■ **Short exercise**
Extract every line of the items below that contains the string "greenhouse", matching case exactly.

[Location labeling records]
(begin)

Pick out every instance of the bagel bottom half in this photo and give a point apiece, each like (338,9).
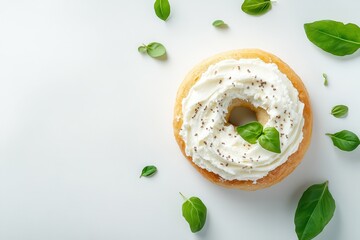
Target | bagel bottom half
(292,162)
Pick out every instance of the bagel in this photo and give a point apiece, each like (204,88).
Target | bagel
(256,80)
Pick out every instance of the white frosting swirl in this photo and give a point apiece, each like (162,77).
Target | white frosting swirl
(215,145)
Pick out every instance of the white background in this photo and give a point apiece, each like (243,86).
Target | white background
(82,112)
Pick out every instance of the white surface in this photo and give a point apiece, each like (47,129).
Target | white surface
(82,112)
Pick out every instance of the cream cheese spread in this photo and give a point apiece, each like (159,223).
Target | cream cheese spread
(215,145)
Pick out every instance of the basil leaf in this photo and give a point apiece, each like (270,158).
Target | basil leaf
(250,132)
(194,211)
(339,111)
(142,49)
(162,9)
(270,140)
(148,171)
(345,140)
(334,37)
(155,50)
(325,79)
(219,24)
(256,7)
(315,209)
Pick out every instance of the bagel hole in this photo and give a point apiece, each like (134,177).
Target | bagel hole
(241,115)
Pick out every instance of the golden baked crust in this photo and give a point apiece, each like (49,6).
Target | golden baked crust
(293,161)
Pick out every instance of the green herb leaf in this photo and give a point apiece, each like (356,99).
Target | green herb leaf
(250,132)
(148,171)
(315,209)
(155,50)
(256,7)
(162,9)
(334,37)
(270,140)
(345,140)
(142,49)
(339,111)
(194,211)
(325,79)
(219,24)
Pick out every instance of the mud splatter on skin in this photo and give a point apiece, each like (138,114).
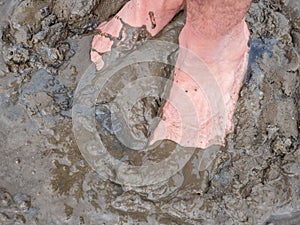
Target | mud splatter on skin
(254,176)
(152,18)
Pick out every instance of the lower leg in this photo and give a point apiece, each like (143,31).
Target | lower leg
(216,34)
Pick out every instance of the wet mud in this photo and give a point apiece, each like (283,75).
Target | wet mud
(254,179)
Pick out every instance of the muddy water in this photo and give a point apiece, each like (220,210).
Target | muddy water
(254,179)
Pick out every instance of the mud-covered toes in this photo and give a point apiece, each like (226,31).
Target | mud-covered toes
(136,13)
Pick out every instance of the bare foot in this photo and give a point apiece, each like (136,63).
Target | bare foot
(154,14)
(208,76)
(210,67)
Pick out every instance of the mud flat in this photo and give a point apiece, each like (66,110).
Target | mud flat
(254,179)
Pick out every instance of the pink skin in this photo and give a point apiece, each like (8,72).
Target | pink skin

(end)
(begin)

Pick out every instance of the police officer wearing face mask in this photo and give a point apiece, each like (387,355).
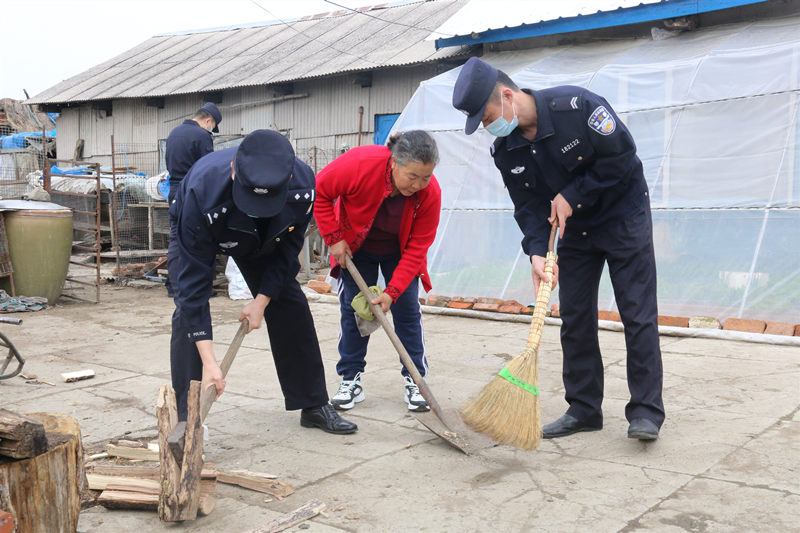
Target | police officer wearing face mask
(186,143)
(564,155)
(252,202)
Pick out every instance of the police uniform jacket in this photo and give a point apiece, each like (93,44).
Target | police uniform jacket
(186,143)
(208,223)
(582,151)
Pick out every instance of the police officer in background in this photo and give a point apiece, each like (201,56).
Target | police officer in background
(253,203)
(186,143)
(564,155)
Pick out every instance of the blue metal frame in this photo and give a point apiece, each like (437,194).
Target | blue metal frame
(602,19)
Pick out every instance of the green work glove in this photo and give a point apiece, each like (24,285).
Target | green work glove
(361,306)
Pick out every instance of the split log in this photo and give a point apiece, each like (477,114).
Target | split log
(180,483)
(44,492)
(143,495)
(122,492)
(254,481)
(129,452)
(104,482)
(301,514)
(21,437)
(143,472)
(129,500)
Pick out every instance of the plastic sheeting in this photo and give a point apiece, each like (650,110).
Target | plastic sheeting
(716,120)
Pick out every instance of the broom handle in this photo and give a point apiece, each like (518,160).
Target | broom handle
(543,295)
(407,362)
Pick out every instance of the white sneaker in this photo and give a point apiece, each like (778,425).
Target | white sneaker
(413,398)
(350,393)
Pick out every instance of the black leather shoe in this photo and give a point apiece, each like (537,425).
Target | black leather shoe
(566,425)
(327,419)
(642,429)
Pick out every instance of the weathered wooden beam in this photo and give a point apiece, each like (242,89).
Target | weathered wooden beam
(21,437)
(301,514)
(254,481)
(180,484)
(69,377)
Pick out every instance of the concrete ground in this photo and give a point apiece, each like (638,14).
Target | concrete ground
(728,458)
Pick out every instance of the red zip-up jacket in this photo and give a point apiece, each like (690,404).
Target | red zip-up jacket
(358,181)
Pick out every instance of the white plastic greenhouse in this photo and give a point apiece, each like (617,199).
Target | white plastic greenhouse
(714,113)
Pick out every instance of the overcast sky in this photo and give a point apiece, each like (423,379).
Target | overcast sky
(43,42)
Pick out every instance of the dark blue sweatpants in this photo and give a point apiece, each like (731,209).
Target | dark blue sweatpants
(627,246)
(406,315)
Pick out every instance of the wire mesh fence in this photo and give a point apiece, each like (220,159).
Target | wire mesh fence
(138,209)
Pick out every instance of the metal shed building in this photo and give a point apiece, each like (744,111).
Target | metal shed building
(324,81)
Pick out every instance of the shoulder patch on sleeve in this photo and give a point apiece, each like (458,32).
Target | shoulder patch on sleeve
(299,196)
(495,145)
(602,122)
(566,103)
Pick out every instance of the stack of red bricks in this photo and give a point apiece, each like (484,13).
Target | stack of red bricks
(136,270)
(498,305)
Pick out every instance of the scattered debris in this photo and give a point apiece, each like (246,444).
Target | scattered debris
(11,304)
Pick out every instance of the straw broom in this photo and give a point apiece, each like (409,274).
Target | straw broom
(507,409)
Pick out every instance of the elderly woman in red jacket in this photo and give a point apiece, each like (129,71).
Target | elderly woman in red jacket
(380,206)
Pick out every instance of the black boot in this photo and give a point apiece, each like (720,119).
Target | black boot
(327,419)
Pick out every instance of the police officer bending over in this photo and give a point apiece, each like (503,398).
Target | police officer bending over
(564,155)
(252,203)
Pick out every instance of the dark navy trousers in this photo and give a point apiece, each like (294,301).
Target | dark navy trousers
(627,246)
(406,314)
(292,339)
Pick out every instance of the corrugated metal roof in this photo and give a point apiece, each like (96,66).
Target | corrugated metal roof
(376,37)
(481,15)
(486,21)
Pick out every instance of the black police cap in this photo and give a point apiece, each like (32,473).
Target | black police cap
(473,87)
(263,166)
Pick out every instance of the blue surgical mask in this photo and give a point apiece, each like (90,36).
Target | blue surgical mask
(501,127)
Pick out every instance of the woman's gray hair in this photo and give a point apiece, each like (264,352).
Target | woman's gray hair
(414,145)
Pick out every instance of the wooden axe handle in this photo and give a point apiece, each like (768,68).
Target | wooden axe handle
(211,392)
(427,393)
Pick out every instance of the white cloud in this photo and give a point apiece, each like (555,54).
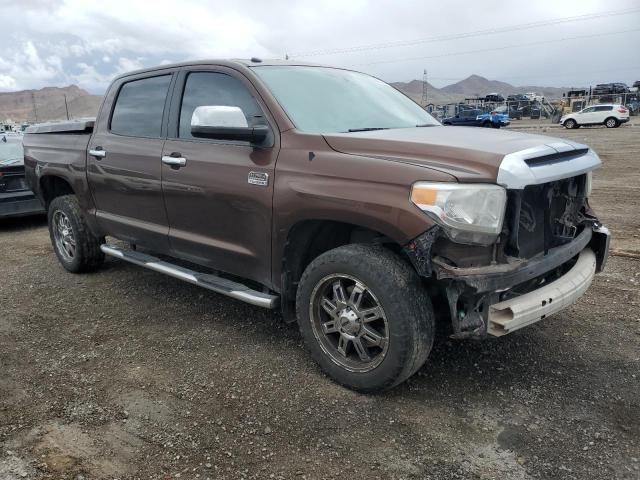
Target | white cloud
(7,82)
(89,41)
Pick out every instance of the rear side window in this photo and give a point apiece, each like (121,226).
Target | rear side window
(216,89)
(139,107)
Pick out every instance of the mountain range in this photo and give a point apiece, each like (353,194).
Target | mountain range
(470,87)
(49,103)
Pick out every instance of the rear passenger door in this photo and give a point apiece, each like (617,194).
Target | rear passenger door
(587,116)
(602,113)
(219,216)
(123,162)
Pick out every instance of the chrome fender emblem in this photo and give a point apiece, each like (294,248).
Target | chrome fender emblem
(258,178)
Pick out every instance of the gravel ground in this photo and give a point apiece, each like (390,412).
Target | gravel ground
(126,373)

(end)
(begin)

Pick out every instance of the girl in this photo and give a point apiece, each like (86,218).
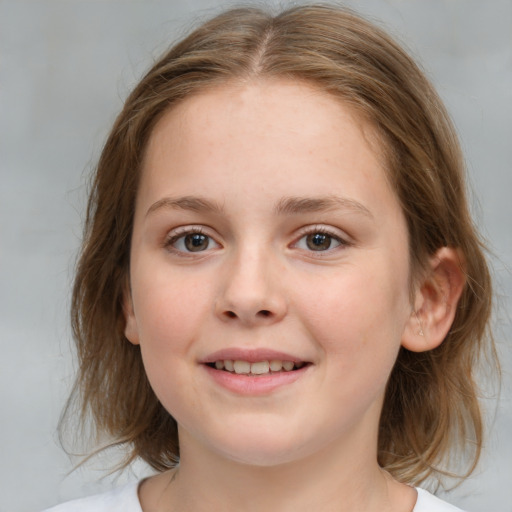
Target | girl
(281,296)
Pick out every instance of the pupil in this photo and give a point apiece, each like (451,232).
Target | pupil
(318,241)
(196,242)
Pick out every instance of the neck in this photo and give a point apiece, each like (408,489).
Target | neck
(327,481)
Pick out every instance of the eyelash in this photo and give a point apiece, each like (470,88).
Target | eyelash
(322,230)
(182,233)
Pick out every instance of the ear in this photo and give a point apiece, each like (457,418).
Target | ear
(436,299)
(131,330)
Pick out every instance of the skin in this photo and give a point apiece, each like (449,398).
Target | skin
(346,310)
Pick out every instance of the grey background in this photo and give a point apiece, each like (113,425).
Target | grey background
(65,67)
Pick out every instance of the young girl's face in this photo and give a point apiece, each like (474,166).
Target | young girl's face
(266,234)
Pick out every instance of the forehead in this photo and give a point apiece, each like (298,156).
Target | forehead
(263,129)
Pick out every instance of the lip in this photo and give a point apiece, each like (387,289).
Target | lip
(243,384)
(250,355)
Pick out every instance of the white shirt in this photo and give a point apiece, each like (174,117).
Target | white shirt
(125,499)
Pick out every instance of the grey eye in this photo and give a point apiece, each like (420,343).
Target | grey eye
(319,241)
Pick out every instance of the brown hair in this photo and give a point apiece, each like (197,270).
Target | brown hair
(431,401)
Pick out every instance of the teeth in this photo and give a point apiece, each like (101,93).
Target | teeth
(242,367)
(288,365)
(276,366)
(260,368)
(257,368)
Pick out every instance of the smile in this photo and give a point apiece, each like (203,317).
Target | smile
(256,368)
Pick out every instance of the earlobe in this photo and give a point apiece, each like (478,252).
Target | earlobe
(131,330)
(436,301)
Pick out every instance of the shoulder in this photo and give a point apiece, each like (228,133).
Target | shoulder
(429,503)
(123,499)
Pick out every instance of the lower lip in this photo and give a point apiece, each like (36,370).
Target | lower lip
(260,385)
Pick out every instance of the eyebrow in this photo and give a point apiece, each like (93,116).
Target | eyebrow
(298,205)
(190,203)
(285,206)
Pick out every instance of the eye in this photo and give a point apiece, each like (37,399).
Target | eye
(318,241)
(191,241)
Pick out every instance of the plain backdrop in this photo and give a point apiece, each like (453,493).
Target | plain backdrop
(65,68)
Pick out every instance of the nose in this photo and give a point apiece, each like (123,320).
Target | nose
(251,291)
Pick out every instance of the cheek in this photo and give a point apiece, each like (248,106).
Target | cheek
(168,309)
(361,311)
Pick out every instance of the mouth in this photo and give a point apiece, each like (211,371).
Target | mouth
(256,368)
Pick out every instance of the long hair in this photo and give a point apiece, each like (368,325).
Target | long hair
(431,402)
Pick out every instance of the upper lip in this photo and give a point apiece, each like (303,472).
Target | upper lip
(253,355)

(end)

■ **Task result**
Pick out every instance of the white plastic greenhouse in this photo and give a point apiece, each like (617,199).
Target | white plastic greenhouse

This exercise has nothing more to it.